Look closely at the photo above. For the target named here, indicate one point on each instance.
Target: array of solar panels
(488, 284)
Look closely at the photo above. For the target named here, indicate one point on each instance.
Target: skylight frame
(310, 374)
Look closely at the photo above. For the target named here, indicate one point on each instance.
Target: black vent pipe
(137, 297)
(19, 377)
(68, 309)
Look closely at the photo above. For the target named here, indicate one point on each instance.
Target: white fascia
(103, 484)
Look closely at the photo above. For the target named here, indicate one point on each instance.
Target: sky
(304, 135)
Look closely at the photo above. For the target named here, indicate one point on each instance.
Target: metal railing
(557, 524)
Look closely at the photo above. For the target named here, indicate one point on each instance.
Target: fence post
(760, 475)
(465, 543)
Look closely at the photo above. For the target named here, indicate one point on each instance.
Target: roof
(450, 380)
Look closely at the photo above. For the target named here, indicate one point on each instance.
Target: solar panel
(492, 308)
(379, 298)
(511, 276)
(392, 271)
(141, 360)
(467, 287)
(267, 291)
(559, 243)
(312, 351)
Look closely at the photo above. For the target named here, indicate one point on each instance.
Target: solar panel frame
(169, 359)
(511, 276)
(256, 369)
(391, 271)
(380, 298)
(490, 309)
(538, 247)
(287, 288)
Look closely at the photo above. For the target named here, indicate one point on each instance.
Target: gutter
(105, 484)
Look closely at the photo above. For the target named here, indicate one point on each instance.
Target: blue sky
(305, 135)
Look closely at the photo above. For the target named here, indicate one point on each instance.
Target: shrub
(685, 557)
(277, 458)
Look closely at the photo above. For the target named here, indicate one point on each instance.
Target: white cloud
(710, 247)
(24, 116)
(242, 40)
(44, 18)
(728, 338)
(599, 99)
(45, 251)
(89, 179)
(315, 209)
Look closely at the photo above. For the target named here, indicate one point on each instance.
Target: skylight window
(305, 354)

○ ○ ○

Rewrite every line above, requests included, and multiply each point coordinate in the answers by 1.25. Round the results to whole numbers, rounding halves up.

> FINISHED EXERCISE
Look closely at the photo above. For the target named here, indicate one point on each instance.
Target: array of solar panels
(610, 355)
Look closely at the photo above. For the target named here, indicate one point on each instance.
Target: skylight frame
(388, 468)
Look closely at the photo above. For the target named here, indicate one point on each instance.
Target: black vent pipe
(171, 371)
(24, 471)
(85, 386)
Look closely at the photo above. For the target named here, indicate one point on each instance.
Target: white fascia
(129, 605)
Look closely at the photo above. For the target named here, indicate one point on each instance.
Target: sky
(380, 169)
Look closely at the photo above. For the target named here, indicate one point on each instance.
Target: metal railing
(696, 655)
Look closely at the photo above. For the target named here, indicate one point on each instance.
Target: fence post
(950, 594)
(581, 679)
Look closely at the photo above. For the target named here, indicate one point on each instance.
Target: roof
(563, 475)
Look closely at the photo above. For the target named here, indicate one point on each instance.
Target: solar panel
(615, 385)
(474, 373)
(639, 345)
(490, 339)
(176, 450)
(584, 359)
(334, 364)
(699, 304)
(390, 439)
Look closely at the photo above. For the target named here, indicate one point on each instance.
Target: solar panel frame
(211, 449)
(639, 345)
(320, 461)
(489, 339)
(475, 373)
(613, 386)
(673, 309)
(359, 360)
Look closely at the photo above. For the target named here, indicate one point on each instance.
Target: gutter
(131, 605)
Look closely at the photo above. For the target named here, indicate one point on each instance.
Target: blue sky
(381, 169)
Look closely at the photo above. For the target named here, indicate one point on each instance.
Target: shrub
(856, 696)
(346, 573)
Look closely at the photo above. For the target named here, indicate one point on each instance.
Target: white cloud
(888, 309)
(30, 145)
(303, 50)
(55, 23)
(910, 423)
(749, 124)
(56, 314)
(111, 224)
(394, 261)
Look closely at the photo above. For the target named here, indicate one point on each instance.
Target: skylight window
(381, 443)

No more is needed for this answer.